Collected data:
** BEGIN **

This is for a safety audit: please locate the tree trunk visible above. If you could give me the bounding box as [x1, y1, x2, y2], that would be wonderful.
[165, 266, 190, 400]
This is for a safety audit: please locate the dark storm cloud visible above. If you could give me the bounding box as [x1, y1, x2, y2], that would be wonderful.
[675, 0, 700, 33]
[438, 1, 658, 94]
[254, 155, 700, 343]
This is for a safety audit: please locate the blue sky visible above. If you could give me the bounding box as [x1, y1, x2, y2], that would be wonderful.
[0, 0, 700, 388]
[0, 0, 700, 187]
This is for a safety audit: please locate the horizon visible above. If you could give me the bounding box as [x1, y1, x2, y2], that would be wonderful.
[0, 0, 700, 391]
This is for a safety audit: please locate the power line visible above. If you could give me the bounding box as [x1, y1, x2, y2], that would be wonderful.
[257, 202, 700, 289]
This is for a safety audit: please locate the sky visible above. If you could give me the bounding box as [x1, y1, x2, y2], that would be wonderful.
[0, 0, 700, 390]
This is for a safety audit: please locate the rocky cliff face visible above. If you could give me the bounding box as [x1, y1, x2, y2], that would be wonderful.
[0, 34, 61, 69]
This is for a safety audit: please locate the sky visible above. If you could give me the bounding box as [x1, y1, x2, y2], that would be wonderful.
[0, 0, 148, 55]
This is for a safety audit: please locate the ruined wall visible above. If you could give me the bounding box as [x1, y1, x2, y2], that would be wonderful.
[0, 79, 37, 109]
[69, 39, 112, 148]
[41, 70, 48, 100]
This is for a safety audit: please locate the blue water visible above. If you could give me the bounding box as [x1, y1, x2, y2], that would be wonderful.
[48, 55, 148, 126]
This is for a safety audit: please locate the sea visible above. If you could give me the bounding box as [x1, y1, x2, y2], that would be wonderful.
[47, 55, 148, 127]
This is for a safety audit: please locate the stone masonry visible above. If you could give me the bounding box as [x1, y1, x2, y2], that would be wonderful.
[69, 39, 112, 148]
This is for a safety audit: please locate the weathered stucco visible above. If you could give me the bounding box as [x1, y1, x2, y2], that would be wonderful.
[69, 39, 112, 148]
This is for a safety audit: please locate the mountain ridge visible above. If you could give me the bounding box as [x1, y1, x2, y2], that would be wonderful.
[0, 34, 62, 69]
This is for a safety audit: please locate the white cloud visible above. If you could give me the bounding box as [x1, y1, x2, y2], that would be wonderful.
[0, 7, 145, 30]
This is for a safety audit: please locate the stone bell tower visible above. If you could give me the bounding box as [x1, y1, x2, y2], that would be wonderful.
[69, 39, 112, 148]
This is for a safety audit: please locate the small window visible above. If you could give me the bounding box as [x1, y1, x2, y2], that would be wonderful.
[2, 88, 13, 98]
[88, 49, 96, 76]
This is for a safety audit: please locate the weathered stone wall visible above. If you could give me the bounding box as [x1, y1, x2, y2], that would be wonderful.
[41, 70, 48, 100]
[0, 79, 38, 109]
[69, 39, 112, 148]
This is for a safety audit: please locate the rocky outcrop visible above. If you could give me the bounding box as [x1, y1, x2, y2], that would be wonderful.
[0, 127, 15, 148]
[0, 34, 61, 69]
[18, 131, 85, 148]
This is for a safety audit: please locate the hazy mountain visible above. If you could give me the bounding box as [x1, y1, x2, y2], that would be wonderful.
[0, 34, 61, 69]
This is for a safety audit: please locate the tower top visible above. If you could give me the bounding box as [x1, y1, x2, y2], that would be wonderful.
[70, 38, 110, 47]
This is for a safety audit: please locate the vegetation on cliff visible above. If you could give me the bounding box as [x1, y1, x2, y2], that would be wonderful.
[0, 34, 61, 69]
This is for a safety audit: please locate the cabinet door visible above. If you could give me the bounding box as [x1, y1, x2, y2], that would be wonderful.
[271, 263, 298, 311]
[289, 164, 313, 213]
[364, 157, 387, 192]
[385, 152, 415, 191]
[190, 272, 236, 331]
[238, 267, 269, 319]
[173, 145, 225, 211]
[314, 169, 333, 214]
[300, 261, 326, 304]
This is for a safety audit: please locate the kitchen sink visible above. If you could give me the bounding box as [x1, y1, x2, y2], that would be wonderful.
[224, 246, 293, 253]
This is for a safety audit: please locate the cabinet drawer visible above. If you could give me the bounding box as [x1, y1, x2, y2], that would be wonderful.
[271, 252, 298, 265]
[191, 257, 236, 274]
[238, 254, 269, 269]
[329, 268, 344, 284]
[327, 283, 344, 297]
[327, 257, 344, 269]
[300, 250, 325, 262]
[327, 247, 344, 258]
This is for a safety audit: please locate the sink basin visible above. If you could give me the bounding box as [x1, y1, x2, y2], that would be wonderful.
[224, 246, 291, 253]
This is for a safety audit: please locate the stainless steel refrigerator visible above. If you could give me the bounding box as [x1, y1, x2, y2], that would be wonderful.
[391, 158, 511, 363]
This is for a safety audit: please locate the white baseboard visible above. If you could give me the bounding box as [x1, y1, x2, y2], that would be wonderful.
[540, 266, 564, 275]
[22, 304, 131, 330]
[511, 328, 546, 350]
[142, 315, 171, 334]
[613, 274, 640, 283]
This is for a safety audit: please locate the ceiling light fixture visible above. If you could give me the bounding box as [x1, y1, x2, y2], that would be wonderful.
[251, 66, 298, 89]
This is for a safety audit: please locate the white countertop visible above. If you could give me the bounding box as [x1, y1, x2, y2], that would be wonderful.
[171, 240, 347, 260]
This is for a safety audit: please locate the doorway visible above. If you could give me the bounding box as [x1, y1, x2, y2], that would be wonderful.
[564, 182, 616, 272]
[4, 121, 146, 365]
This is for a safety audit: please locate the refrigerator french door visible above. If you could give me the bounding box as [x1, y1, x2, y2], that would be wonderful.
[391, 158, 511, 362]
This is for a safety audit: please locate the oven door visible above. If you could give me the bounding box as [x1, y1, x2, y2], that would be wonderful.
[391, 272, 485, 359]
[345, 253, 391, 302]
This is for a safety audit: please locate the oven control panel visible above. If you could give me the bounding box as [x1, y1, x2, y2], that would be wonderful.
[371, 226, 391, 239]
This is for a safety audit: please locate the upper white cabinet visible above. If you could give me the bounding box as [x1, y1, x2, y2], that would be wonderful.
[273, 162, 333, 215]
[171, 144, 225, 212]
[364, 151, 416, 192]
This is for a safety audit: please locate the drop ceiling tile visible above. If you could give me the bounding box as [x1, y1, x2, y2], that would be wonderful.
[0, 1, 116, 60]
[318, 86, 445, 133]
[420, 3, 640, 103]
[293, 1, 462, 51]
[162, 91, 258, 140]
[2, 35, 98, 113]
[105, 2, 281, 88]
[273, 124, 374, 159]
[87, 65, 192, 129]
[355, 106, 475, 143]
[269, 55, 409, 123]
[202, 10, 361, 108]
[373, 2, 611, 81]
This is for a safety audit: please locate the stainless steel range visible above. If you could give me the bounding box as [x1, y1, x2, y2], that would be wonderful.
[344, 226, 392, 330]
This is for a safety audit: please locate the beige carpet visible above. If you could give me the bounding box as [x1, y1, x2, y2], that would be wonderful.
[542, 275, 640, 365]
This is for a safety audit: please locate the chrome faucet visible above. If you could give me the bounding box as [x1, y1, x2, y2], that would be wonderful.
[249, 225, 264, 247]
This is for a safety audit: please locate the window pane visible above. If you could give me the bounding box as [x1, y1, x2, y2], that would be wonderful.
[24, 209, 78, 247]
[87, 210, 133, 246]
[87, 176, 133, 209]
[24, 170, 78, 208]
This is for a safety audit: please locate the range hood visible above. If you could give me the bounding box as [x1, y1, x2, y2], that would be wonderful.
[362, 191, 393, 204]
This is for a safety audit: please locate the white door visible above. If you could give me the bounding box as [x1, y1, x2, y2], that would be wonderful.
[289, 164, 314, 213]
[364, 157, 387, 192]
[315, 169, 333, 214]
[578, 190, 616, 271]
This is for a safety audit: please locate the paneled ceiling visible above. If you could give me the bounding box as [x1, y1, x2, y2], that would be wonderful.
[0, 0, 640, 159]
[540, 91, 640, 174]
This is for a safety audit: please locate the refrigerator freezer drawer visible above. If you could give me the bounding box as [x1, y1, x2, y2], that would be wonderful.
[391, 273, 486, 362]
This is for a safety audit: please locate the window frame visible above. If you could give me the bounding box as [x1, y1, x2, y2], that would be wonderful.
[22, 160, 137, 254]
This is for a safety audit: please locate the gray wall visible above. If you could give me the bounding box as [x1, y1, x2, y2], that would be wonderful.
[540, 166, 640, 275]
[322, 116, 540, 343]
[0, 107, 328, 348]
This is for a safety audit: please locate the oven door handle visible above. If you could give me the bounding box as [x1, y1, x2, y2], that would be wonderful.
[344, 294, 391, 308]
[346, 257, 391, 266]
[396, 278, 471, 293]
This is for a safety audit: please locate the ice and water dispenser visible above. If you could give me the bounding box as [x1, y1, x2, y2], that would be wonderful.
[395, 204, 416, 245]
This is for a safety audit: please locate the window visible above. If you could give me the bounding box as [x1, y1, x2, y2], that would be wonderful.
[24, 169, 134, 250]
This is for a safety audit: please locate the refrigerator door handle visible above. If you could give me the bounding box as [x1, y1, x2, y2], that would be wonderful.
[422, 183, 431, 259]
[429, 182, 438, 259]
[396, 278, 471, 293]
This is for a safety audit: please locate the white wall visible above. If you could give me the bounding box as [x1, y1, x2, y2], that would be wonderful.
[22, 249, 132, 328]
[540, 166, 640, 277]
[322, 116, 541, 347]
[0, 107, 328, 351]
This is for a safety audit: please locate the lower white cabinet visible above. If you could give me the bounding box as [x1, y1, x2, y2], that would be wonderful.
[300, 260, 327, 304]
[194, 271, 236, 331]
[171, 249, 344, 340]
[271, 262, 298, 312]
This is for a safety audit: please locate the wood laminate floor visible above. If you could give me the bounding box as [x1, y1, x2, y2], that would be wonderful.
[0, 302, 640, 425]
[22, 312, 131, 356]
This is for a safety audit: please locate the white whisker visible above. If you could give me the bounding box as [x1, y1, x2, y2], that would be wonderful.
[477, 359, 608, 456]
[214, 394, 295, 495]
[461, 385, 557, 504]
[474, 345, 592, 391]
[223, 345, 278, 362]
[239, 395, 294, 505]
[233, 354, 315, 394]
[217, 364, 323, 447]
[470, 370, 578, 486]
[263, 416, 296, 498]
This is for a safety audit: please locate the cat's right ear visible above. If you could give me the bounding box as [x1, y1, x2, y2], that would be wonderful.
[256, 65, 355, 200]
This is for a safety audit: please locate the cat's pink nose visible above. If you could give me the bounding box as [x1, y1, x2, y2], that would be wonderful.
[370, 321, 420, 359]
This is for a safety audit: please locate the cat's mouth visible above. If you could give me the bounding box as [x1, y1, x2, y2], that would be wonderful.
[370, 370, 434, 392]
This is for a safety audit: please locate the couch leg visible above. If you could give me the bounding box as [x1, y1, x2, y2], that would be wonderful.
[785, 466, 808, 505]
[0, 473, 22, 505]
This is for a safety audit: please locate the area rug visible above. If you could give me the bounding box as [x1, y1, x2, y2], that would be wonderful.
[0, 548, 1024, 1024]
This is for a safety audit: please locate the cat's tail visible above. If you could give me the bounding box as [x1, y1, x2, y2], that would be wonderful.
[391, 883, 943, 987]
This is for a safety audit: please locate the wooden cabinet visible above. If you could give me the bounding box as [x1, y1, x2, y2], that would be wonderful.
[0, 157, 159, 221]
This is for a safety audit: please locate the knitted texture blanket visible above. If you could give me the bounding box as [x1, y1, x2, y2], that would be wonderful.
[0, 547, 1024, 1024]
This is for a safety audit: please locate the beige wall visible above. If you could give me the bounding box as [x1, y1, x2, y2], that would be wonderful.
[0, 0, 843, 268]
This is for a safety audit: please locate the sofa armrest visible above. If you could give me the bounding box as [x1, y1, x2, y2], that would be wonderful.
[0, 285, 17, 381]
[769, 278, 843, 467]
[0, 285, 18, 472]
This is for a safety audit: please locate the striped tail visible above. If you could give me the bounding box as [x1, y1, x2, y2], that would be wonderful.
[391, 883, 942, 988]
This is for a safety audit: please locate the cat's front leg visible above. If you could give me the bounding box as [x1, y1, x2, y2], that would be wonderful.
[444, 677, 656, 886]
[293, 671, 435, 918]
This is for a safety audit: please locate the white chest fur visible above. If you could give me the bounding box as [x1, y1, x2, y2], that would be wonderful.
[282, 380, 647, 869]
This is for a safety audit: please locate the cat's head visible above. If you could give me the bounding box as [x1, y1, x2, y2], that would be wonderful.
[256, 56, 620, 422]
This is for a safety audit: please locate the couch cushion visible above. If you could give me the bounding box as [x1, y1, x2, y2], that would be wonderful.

** END **

Exercise aim: Could you convert the part of the data that opens with the line containing "This is for a safety audit: please locate the knitted" and closes with the line containing "[282, 380, 647, 869]" into a numbered list, with blank lines left out?

Reply to the task:
1. This is for a safety audit: please locate the knitted texture blanket visible above. If you could give me the bounding box as [x1, y1, x2, y2], that would be wonderful.
2. [0, 547, 1024, 1024]
3. This is for a safety audit: please locate the beige wall visible above. If you could give me the bounding box as [x1, y1, x2, y2], that would be wonderful.
4. [0, 0, 843, 268]
5. This is for a safety audit: please locate the sofa armrest visible above. If you could give me the bounding box as [x1, y1, x2, y2], that would be wonderful.
6. [0, 285, 17, 381]
7. [769, 278, 843, 467]
8. [0, 285, 18, 472]
9. This is for a safety audit: please locate the striped tail visible above. If you could give me the bounding box as [x1, y1, x2, y2], that would be wonderful.
10. [391, 883, 942, 988]
11. This is for a safety audit: please locate the cat's front leg visible above. If you could give me the bounding box as [x1, y1, x2, y2], that would be wonderful.
12. [444, 677, 656, 886]
13. [293, 671, 435, 918]
14. This is for a safety audit: please locate the white chest fur visible above. If you could give me the bounding box as [x1, y1, x2, y2], that would be wonderful.
15. [282, 380, 647, 869]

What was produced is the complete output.